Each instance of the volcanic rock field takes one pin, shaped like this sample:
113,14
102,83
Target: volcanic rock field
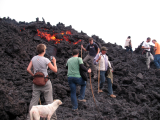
137,88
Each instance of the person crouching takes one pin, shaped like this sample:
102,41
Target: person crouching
73,64
103,59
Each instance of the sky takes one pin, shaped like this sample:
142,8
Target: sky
112,20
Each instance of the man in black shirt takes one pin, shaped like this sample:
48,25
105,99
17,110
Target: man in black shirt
93,51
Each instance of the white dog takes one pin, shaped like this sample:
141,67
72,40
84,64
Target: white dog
44,111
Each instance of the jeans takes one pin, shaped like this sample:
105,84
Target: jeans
157,61
73,81
93,67
149,59
102,80
129,48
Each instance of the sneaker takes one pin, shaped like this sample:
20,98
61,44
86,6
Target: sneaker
113,96
95,78
100,90
83,100
75,109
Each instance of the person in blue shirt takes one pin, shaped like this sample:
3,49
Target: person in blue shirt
93,51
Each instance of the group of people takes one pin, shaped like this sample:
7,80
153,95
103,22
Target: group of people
41,63
147,51
99,62
75,63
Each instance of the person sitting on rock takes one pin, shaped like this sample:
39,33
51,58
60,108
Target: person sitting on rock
73,64
102,59
157,54
149,56
93,50
128,44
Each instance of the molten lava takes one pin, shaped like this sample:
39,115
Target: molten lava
50,37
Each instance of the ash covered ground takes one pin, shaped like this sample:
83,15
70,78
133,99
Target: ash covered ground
137,88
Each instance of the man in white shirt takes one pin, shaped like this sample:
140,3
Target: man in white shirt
149,56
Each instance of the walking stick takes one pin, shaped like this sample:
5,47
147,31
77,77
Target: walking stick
98,77
93,92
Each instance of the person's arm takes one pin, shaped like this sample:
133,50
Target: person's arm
145,47
29,68
83,67
96,59
53,68
83,48
66,66
155,47
98,50
130,43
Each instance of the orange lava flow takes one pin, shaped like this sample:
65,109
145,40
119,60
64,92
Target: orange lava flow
50,37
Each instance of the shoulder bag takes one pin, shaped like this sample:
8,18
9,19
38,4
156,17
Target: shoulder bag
39,79
83,73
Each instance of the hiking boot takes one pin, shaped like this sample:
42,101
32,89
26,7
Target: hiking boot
95,78
100,90
83,100
113,96
75,109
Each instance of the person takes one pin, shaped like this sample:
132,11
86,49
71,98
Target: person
128,44
93,50
157,54
74,78
102,59
149,56
41,63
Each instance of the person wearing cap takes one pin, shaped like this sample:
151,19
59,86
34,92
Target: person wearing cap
149,56
157,54
102,59
93,50
128,44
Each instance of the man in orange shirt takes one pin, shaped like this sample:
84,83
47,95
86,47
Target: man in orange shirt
157,54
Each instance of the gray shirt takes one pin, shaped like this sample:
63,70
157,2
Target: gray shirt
40,64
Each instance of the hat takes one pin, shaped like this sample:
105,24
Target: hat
104,48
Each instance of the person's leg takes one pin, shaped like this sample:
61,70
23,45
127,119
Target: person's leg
73,92
130,48
85,60
158,59
93,68
81,82
102,79
147,60
35,98
127,48
47,90
110,90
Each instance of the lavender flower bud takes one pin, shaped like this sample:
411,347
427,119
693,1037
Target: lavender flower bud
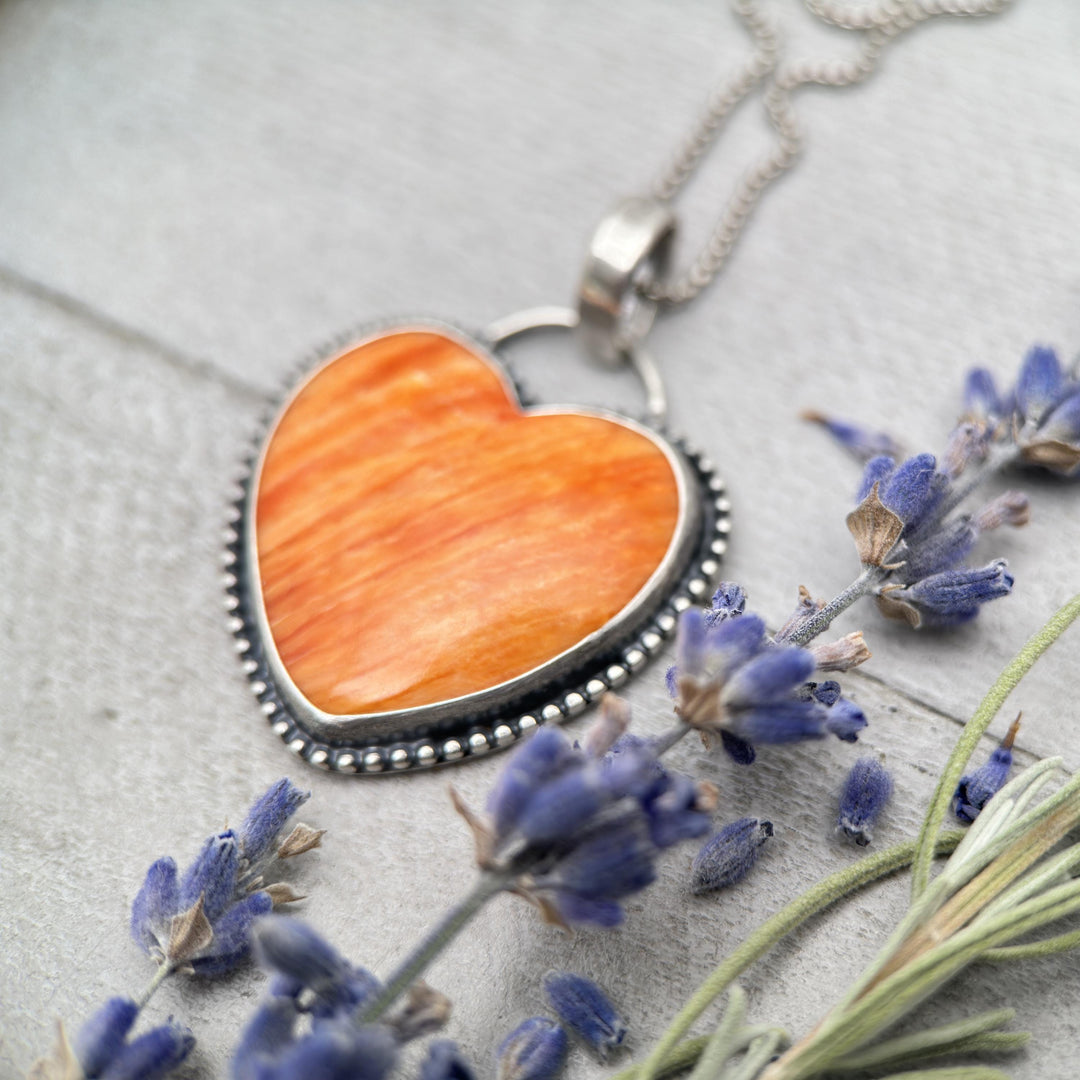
780,723
732,644
102,1038
690,643
729,856
942,549
213,875
1039,383
268,817
877,471
268,1034
585,1010
151,1055
728,602
293,948
338,1050
861,442
866,790
615,862
153,907
232,935
1010,508
539,758
845,719
740,751
769,677
913,490
955,596
976,788
445,1062
536,1050
1063,423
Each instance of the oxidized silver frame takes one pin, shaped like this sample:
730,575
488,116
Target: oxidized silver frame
493,718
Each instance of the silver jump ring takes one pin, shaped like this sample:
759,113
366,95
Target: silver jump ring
629,351
626,255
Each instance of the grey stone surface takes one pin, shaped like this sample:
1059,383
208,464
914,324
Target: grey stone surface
193,196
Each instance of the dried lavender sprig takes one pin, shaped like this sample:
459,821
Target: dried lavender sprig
817,899
571,828
974,730
970,1035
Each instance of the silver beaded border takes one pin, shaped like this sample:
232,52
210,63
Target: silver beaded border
478,739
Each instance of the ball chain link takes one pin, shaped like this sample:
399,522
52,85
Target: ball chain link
879,24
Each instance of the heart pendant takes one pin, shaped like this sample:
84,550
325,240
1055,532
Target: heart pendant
426,569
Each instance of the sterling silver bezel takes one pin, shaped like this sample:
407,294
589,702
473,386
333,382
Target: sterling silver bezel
494,718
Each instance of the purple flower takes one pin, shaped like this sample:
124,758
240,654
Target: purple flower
334,1050
585,1010
103,1049
947,598
535,1050
728,602
976,788
1040,383
1040,419
310,1025
729,856
220,894
866,790
577,829
732,680
104,1035
861,442
268,818
914,490
291,948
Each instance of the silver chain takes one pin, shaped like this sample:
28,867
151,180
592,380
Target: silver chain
878,24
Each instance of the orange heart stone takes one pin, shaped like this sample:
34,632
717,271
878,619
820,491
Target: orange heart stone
420,536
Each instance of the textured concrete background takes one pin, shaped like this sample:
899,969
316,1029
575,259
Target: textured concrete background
194,194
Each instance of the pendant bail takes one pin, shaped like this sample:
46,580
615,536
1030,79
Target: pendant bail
629,250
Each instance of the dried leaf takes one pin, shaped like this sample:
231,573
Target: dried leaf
62,1064
611,723
875,529
302,838
424,1011
483,837
1052,454
549,913
893,607
842,655
707,797
189,933
281,892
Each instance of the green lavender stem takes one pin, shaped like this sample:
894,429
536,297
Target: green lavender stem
825,893
455,920
975,729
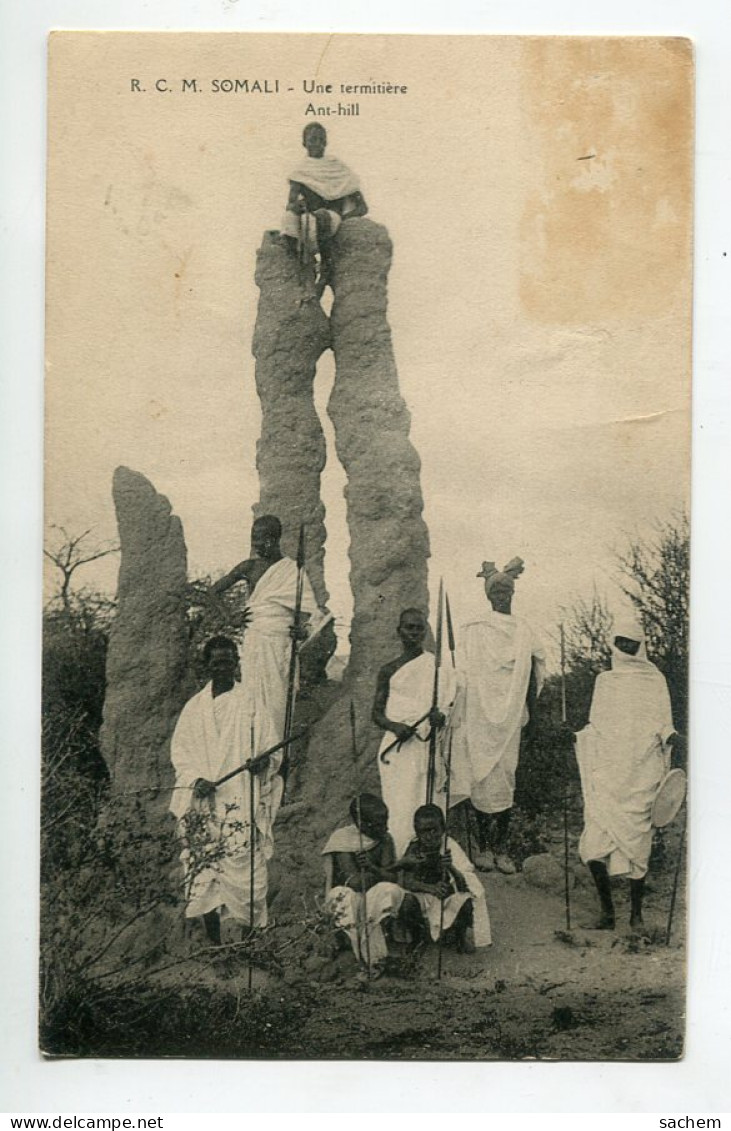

○ ○ ○ ○

→ **EXERCISE GOAL**
Copy the data word for word, from the line with "Each instance of the orange heart" through the end of the data, and leave the pictures out.

→ **EXPECTED ANSWER**
Each instance of the orange heart stone takes one pin, shaped like this sample:
34,632
717,271
878,619
820,491
Target: orange heart stone
420,536
Each instance of the textured concrete background takes one pin, shaped like this sample:
899,969
316,1029
575,259
Target: textured concrete background
194,194
Each instance of the pendant bail takes one pin, shaped like this sample:
46,580
615,536
1030,79
Target: pendant bail
629,250
Each instance of the dried leaf takes one pin, shaped like this sample:
231,573
Target: dried leaf
62,1064
611,723
875,529
302,838
424,1011
483,837
1052,454
549,913
893,607
842,655
707,797
189,933
281,892
Each instance of the green lavender stem takes one pin, shaped like this sample:
894,429
536,297
Target: green lavender stem
825,893
455,920
975,729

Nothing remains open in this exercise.